* **WHAT IS REQUIRED**
Entries follow. Return each line that contains the word "tail".

(Referring expression grounding data)

[Start of Attachment]

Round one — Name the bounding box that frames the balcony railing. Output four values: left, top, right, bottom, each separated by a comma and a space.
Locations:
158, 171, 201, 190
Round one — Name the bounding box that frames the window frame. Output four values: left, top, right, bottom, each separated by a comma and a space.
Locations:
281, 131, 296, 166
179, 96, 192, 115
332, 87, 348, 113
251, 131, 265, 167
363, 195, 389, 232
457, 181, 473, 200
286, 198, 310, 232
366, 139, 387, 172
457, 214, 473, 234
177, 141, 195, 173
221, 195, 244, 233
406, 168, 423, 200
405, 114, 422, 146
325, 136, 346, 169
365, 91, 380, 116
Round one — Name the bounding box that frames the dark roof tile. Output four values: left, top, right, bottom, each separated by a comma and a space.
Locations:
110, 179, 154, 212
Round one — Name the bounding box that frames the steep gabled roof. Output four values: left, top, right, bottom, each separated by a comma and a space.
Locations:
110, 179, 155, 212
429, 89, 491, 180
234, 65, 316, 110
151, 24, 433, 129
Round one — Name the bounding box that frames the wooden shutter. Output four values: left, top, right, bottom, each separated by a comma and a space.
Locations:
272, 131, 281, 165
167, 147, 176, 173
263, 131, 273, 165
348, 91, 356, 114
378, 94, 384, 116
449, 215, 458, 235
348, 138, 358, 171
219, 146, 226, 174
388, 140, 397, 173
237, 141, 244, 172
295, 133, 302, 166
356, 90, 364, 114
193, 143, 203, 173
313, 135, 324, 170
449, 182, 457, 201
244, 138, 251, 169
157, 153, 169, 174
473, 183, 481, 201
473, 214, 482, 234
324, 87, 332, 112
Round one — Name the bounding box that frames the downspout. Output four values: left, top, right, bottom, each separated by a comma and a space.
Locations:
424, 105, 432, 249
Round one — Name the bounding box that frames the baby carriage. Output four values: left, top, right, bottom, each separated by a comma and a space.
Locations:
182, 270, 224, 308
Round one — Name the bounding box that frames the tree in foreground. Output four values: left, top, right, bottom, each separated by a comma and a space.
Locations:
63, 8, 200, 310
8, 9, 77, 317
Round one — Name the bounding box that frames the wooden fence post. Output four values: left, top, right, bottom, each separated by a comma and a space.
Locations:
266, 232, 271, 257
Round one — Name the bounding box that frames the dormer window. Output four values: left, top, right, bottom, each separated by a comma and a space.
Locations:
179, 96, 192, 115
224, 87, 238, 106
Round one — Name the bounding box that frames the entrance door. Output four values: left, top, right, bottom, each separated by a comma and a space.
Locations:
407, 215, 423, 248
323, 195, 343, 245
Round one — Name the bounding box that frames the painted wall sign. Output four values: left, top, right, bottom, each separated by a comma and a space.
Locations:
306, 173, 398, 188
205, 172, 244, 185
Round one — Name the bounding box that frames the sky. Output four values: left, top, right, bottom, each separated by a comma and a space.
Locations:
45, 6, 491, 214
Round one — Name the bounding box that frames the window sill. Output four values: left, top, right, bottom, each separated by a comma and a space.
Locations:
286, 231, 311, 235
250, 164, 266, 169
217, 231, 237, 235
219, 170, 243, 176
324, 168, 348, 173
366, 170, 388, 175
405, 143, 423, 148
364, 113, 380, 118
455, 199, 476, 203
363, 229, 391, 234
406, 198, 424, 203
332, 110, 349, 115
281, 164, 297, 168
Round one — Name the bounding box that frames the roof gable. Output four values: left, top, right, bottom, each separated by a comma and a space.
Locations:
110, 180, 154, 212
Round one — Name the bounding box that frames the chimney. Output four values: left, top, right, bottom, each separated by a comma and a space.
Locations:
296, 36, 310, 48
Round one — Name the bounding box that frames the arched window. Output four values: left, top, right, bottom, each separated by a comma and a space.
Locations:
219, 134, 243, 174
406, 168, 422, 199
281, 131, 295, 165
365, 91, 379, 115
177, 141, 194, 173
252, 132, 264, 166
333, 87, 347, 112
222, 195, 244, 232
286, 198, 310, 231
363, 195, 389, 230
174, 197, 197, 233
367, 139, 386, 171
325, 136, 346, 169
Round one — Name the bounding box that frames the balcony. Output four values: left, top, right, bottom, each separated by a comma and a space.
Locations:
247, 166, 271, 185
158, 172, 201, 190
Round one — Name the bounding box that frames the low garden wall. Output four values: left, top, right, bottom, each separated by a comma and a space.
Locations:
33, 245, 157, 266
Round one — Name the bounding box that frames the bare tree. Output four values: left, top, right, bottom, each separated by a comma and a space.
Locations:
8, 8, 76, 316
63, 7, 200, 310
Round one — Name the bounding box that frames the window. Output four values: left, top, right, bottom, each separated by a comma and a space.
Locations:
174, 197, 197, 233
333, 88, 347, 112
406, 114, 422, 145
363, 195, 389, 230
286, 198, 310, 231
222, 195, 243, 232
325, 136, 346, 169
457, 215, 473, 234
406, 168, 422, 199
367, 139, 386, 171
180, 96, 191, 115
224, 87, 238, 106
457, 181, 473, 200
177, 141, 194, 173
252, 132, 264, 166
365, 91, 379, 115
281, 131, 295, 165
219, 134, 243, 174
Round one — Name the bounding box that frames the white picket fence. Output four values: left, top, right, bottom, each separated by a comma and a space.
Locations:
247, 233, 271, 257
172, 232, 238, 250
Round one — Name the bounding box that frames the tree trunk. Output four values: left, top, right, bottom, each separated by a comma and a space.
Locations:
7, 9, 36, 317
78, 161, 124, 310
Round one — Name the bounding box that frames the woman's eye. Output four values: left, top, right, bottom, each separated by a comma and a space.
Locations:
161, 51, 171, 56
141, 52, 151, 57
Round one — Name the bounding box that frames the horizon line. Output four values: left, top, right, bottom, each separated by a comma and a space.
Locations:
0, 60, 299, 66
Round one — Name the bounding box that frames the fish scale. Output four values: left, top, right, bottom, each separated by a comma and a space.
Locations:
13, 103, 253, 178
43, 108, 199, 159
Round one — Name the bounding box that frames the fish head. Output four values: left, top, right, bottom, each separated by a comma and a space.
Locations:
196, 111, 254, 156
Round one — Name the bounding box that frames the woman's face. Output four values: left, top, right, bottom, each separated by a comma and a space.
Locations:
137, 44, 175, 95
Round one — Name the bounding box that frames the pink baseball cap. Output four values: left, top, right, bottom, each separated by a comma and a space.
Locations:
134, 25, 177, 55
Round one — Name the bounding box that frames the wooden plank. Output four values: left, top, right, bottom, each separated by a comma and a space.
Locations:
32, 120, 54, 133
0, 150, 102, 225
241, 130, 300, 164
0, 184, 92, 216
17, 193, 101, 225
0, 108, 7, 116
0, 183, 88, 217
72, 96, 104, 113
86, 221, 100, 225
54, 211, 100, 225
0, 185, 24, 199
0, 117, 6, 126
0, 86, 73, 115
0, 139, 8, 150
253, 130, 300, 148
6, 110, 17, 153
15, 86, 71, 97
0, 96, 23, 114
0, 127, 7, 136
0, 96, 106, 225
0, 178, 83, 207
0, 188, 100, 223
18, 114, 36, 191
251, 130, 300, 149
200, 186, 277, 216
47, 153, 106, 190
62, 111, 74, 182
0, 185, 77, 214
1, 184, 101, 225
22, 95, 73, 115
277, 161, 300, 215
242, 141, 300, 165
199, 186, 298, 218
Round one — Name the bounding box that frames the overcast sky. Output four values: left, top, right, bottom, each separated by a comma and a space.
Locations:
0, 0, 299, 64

[End of Attachment]
[Start of Attachment]

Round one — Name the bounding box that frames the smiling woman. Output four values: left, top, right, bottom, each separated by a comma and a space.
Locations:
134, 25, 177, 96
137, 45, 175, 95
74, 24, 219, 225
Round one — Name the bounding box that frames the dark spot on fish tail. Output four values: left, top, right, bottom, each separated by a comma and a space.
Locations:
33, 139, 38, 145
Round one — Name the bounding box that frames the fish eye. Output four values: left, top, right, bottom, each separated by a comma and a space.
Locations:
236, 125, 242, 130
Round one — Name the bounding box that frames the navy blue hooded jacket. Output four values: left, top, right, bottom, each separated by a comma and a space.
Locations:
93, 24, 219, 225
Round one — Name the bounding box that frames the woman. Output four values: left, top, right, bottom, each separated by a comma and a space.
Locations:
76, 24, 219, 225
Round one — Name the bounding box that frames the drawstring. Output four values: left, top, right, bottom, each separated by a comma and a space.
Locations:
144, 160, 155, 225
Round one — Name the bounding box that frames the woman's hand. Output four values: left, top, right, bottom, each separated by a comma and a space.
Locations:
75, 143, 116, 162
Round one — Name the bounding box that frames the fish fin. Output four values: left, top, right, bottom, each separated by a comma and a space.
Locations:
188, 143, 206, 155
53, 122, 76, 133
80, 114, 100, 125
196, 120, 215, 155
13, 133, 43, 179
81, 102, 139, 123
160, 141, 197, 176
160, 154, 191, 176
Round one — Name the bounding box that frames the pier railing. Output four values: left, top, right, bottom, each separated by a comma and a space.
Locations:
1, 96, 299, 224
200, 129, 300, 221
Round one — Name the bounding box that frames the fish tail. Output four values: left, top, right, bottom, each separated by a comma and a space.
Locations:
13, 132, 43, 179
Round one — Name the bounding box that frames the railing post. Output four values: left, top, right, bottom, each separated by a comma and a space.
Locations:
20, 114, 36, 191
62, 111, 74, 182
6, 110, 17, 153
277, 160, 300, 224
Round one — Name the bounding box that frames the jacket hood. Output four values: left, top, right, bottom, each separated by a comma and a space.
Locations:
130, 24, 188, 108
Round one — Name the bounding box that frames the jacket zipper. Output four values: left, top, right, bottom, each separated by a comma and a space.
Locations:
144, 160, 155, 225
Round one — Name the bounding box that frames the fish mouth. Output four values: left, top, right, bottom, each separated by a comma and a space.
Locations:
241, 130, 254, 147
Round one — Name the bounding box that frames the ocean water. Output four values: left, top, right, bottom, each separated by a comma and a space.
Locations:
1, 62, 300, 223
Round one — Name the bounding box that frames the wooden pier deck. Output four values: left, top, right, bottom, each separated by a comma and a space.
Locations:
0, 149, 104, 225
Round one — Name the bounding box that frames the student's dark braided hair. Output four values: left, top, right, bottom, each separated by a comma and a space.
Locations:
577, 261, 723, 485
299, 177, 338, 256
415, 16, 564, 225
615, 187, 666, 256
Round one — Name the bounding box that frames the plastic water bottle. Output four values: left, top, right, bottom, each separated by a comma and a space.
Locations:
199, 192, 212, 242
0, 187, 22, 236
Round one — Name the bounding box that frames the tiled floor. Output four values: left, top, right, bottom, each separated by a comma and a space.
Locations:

[End of Attachment]

* **EXERCISE RESPONSE**
Round one — Name the bounding box that frames the dark spot on fish tail. Output four values: left, top, right, bottom, each separated by a comma and a space.
Round one — Name the bounding box that frames the fish tail. Output four values: left, top, right, bottom, each separated by a comma and a space.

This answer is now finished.